**Requirement:** Pick out every line in the rows below that contains the string "target", and copy each one. Case counts.

= = = = = = =

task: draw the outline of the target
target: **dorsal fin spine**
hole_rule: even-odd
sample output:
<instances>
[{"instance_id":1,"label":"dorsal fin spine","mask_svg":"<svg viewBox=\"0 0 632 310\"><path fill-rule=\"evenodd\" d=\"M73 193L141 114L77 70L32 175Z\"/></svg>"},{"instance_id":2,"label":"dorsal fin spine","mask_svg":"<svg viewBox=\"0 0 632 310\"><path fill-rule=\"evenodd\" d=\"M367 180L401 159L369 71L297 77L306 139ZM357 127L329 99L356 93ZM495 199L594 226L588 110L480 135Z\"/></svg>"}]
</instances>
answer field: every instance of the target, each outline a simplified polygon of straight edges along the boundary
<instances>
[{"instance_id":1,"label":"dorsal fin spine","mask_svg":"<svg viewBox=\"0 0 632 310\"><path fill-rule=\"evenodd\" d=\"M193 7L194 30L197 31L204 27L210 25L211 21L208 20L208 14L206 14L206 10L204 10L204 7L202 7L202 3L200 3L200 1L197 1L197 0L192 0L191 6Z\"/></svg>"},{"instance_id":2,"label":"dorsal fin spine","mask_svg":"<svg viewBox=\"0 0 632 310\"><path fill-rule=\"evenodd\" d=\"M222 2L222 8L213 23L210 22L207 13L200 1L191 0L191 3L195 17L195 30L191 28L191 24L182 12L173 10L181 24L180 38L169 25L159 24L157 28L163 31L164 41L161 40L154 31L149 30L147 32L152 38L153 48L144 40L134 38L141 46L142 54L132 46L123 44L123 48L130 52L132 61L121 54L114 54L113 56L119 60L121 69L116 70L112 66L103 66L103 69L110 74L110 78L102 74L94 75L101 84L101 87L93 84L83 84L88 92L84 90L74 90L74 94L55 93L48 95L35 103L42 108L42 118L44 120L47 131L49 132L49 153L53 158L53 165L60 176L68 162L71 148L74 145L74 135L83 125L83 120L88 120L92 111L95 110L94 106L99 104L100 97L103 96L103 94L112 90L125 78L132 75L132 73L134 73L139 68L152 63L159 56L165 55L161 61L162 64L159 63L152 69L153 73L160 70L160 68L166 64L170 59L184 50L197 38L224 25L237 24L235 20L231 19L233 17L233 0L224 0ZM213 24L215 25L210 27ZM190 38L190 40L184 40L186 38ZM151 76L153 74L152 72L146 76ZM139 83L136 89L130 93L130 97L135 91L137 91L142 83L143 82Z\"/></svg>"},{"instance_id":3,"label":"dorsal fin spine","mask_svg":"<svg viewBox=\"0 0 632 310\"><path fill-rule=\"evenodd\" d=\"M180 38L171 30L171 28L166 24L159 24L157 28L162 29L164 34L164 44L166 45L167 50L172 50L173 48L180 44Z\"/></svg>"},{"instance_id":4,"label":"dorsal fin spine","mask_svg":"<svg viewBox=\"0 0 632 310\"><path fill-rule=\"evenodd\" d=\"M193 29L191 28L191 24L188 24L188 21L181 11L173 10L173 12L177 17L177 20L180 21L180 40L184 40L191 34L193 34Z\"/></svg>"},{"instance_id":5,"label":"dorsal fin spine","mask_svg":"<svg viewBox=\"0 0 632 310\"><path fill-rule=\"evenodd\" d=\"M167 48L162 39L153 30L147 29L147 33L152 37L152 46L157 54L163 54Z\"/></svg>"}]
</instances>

= = = = = = =

**Final result:**
task: draw the outline of the target
target: **dorsal fin spine**
answer field: every instance of the target, each outline a simplified polygon of straight edges along the boundary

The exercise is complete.